Brief: Produce an exact transcription of every entry.
------
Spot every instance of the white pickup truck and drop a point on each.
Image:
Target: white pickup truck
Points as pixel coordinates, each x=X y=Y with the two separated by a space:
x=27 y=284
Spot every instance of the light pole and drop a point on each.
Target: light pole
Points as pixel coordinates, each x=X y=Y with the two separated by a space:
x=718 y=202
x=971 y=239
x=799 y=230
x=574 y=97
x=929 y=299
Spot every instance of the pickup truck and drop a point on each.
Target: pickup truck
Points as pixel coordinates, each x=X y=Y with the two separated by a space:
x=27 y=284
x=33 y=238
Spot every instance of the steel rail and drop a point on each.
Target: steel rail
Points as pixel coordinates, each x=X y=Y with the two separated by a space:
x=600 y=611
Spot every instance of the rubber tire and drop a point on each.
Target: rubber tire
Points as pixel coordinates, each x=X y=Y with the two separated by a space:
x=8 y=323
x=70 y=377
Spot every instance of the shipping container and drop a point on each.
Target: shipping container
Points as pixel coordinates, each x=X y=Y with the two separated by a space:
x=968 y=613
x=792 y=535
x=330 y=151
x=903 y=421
------
Solution to the exercise:
Spot every instance of the white pickup truck and drop a point on each.
Image:
Target: white pickup truck
Points as pixel coordinates, each x=X y=Y with the two separated by a space:
x=27 y=284
Spot every instance of the light pole and drop a point on each.
Target: light pole
Points as pixel coordinates, each x=X y=Y with the two separated by a space:
x=718 y=202
x=971 y=239
x=799 y=230
x=574 y=97
x=929 y=299
Spot every instance of the pickup truck and drop a point on each.
Target: pickup truck
Points as pixel coordinates, each x=X y=Y with the two separated by a space:
x=27 y=284
x=33 y=238
Spot every instance of the steel rail and drop a point on each.
Target: steel rail
Points as pixel coordinates, each x=X y=Y with the two separated by a space:
x=600 y=611
Spot every instance of the rubber tire and drop a point on each.
Target: rubber tire
Points as pixel coordinates, each x=X y=Y with the two separated by a space:
x=8 y=323
x=70 y=377
Spot every instance of the shipping container and drop a point on each.
Target: shipping container
Points as pixel coordinates, each x=X y=Y with the two separated by a space:
x=968 y=613
x=792 y=535
x=330 y=151
x=903 y=421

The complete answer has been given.